* Source document
Start of Block

Scientists Discover 16th Century Child Mummy Actually Had Hepatitis B, Not Smallpox 

Scientists Discover 16th Century Child Mummy Actually Had Hepatitis B, Not Smallpox 

It’s a microscopic case of mistaken identity. A new study published in PLOS Pathogens has found that a 16th-century mummified child may have actually been infected by an ancient strain of hepatitis B, not smallpox as scientists believed for decades. But the finding, if correct, adds even more mystery as to how this still widespread, often fatal virus has evolved and plagued humanity over centuries.

Image: Gino Fornaciari/University of Pisa

The mummy in question was buried sometime around 1569 in the Basilica of Saint Domenico Maggiore, a 13th-century church in Naples, Italy. Soon after it was exhumed and autopsied in the mid-1980s, scientists concluded the child had smallpox, a now-(mostly)extinct virus that ravaged mankind since at least the heyday of Ancient Egypt.

They settled on smallpox because the child had a clear rash across their arm, body, and face, and also because a tissue sample (taken from one of the rashy bumps) seemed to show egg-shaped particles that resembled pox underneath an electron microscope.

The researchers of this current study, however, performed the same sort of test under the microscope and couldn’t find any viral particles, smallpox or no. But when they analysed the DNA of small bone and skin samples from the child’s femur, rib and other body parts, they did find bits of DNA belonging to hepatitis B, suggesting the child had long been infected with the virus at the time of his or her death.

Because of that, the researchers speculate, the child’s rash, long a hallmark of smallpox, may instead have been a rare childhood condition called Gianotti Crosti syndrome, which is known to be caused by lots of viruses, including hepatitis B.

Scientists Discover 16th Century Child Mummy Actually Had Hepatitis B, Not Smallpox 
Image:Gino Fornaciari/University of Pisa

Image:Gino Fornaciari/University of Pisa

“These data emphasise the importance of molecular approaches to help identify the presence of key pathogens in the past, enabling us to better constrain the time they may have infected humans,” senior author Hendrik Poinar, an evolutionary geneticist with the Ancient DNA Center at McMaster University in Canada, said in a statement.

Once the team sequenced the entire genome of the ancient virus, though, things got even weirder. The strain they found in the mummy looked practically indistinguishable from a modern day strain of hepatitis B belonging to the same genotype, with no signs of evolutionary change.

End of Block

* Work task 1
Reproduce the article on the child mummy from "The mummy in" to "an electron microscope.".
* Work task 2
According to the article on the child mummy, on which parts of the child's body did the rash appear? List them all.

* Material shown
Start of Block

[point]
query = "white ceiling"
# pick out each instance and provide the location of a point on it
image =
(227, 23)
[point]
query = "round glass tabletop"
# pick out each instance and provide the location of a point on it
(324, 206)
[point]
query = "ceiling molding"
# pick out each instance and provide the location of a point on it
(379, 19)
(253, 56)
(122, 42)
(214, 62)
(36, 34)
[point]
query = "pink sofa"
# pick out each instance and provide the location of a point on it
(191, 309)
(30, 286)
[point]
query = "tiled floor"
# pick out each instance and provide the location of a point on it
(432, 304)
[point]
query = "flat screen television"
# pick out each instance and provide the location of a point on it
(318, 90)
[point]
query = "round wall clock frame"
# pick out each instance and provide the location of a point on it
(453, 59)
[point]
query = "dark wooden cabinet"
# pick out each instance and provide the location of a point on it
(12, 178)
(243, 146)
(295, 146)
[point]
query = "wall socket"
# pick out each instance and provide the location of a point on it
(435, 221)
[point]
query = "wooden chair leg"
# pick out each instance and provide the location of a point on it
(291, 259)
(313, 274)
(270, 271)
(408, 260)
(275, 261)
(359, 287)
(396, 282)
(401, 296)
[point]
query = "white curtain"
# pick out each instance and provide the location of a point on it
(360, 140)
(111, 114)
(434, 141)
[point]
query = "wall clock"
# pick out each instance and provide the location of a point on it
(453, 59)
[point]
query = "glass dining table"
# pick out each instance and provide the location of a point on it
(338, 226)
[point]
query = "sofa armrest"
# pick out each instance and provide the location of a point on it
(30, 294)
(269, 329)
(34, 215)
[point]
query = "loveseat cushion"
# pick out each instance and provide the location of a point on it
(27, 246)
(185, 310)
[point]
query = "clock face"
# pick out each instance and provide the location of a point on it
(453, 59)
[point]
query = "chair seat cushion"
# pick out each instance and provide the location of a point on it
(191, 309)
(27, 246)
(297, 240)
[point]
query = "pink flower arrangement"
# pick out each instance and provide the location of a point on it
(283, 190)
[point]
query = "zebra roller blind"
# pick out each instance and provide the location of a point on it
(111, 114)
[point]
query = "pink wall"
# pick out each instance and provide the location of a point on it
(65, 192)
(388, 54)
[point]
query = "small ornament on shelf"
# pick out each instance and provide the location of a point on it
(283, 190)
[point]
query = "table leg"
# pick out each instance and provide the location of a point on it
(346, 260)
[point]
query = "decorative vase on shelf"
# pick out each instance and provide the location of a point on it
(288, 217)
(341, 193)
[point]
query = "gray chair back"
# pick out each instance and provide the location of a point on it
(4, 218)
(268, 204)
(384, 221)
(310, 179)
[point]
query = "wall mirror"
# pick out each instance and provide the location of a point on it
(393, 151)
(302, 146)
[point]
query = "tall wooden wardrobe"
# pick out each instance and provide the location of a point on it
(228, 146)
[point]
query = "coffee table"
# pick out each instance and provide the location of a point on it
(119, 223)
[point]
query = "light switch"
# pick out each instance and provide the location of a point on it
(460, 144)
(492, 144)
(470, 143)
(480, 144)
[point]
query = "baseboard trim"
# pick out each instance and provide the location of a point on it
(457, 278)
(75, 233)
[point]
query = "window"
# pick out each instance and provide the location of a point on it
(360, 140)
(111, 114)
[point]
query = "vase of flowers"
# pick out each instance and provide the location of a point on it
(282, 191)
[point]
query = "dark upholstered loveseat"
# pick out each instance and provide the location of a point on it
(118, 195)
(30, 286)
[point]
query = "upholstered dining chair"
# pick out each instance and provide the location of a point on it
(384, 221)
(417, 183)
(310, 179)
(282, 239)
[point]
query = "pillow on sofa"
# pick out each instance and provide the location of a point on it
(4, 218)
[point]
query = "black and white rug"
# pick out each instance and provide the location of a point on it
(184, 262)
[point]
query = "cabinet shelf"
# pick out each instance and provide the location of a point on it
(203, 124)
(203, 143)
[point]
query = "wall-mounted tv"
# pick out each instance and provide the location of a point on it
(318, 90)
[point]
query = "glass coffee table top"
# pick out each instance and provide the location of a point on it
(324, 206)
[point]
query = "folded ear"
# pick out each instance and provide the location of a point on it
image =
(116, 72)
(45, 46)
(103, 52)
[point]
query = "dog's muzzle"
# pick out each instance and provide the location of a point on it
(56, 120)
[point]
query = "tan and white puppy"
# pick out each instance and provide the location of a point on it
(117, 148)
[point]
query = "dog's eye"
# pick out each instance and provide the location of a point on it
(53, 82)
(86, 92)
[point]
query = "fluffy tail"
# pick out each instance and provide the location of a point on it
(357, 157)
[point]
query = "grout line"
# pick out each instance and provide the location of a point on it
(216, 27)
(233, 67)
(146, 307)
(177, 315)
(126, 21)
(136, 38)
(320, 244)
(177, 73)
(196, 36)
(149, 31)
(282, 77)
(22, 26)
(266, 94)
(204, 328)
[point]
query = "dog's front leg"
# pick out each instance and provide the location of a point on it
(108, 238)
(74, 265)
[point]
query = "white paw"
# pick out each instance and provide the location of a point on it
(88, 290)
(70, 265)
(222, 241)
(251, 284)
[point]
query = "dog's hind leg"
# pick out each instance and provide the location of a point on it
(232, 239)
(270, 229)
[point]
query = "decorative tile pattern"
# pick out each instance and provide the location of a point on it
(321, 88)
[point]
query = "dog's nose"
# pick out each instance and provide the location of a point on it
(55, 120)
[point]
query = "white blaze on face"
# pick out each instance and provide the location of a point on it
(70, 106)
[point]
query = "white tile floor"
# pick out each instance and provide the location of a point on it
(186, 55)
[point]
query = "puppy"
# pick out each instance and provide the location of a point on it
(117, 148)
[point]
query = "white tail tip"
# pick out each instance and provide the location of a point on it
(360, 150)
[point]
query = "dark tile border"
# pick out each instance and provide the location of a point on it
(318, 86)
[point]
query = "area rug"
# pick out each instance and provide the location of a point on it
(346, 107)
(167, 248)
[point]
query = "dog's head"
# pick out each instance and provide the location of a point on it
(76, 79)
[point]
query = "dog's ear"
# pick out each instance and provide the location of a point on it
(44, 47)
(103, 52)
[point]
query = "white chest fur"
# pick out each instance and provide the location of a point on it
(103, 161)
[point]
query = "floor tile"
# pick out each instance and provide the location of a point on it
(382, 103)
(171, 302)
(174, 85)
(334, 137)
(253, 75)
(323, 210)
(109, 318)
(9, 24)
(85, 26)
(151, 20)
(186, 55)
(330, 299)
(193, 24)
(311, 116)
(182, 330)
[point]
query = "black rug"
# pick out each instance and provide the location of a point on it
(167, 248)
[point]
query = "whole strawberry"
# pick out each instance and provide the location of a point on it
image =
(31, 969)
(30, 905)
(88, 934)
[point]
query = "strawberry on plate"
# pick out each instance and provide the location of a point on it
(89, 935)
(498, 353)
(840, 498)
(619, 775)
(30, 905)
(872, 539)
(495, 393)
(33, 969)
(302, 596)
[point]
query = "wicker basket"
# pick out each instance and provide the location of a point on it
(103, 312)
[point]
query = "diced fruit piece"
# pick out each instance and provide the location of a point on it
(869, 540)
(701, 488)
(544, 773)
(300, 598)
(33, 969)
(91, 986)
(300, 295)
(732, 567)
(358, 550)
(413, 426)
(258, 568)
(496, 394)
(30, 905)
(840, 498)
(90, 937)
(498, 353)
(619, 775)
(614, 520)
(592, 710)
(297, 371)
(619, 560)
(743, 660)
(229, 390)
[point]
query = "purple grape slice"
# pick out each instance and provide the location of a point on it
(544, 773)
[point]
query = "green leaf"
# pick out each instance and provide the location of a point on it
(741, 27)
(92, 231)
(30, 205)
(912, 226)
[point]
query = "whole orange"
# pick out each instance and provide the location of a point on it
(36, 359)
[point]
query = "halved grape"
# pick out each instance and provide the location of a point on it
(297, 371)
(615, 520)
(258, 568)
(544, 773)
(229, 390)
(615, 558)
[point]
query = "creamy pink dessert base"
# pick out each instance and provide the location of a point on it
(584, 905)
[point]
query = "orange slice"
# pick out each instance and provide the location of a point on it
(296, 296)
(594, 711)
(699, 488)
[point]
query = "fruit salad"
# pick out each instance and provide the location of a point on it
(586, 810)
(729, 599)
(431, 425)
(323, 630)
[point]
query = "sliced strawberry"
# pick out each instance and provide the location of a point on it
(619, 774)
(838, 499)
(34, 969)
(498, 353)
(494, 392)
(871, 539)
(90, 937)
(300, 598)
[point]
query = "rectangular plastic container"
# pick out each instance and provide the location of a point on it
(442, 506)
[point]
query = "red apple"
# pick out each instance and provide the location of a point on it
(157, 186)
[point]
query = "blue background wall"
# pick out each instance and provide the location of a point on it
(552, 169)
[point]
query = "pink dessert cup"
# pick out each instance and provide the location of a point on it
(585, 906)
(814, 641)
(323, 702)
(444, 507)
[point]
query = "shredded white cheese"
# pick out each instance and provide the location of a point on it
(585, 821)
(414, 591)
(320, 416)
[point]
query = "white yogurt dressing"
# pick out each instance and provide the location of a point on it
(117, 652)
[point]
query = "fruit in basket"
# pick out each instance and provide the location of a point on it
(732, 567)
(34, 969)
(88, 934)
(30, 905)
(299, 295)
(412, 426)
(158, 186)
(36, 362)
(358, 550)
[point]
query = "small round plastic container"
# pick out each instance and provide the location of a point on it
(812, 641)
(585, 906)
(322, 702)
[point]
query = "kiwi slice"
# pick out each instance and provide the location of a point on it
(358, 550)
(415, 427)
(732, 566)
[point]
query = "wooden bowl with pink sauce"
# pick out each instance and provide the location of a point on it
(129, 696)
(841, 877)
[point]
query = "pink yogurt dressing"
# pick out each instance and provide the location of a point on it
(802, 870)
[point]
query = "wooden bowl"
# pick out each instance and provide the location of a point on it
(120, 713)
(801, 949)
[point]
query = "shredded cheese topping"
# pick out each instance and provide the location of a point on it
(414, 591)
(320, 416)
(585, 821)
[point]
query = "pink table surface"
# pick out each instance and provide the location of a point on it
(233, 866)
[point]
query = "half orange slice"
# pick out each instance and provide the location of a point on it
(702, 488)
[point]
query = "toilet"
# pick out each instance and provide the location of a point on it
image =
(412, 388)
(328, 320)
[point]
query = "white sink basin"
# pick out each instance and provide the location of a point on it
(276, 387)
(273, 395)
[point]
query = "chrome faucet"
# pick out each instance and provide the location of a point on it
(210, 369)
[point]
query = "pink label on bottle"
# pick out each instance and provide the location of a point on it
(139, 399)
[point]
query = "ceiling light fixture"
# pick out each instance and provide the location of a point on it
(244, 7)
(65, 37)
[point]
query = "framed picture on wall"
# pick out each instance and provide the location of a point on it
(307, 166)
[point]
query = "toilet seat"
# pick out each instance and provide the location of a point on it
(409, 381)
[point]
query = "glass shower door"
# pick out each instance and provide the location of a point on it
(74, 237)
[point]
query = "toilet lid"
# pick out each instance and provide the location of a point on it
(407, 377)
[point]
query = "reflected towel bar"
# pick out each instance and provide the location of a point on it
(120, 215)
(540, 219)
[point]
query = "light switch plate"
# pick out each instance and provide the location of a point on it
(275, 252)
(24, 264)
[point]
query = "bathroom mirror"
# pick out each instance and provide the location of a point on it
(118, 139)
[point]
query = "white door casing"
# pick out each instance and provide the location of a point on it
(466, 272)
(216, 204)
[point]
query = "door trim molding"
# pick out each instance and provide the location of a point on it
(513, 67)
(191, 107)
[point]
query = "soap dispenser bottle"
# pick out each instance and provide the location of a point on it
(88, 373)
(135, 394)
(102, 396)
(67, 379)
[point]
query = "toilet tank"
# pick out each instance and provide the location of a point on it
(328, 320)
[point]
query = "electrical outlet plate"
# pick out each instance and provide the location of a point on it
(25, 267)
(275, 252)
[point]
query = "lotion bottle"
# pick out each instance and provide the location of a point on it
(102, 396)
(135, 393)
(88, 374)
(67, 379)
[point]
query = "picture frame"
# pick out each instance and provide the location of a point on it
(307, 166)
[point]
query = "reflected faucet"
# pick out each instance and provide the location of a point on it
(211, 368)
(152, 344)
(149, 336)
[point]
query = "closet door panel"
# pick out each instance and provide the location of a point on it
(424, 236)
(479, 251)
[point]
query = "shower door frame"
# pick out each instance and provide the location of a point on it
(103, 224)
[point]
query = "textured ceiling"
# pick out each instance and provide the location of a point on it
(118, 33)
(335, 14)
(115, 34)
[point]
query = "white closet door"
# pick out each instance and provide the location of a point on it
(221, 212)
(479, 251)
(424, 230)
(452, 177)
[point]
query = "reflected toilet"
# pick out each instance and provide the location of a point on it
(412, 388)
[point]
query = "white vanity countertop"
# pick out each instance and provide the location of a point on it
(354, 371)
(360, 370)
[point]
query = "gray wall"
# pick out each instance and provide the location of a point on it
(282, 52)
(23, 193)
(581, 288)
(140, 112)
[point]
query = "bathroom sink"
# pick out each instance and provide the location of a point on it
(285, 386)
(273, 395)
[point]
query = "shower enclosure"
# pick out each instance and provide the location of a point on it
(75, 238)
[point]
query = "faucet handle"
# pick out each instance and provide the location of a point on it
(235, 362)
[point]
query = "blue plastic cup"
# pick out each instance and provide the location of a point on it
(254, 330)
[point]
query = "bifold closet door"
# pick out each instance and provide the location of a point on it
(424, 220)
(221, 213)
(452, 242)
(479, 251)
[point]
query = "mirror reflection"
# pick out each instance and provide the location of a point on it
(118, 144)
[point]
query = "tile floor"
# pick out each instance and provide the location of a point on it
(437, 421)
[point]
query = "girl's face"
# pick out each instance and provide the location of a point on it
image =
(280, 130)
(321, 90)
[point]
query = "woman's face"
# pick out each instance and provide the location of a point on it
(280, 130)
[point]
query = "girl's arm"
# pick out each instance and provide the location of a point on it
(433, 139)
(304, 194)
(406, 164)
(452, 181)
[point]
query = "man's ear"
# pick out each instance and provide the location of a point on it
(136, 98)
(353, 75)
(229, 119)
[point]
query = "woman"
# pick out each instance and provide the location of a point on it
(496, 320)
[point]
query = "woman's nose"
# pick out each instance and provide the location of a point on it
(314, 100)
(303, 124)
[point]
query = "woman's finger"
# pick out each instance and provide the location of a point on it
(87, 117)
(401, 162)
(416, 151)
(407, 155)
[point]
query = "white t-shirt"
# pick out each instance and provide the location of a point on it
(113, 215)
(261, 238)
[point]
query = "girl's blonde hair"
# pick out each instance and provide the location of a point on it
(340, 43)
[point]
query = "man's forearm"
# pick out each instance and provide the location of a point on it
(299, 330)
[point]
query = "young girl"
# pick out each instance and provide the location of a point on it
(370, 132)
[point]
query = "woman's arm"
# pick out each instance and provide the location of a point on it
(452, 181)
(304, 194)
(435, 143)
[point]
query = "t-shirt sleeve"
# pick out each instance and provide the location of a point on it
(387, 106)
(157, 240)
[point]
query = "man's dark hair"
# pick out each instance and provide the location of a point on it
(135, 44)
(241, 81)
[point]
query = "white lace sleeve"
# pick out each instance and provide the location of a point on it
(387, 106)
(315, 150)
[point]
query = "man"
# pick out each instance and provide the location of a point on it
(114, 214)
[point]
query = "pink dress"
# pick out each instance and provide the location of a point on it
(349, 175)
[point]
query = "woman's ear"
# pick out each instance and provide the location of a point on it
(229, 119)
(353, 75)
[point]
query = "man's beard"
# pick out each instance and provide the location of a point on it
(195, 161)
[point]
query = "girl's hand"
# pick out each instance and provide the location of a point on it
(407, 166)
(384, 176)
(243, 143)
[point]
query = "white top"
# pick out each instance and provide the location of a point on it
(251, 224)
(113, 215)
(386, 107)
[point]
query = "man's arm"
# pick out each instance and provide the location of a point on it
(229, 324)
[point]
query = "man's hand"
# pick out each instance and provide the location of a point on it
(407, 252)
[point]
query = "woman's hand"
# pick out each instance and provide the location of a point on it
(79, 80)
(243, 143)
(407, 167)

End of Block

* Exercise result 1
The mummy in question was buried sometime around 1569 in the Basilica of Saint Domenico Maggiore, a 13th-century church in Naples, Italy. Soon after it was exhumed and autopsied in the mid-1980s, scientists concluded the child had smallpox, a now-(mostly)extinct virus that ravaged mankind since at least the heyday of Ancient Egypt.

They settled on smallpox because the child had a clear rash across their arm, body, and face, and also because a tissue sample (taken from one of the rashy bumps) seemed to show egg-shaped particles that resembled pox underneath an electron microscope.

* Exercise result 2
Arm, body, face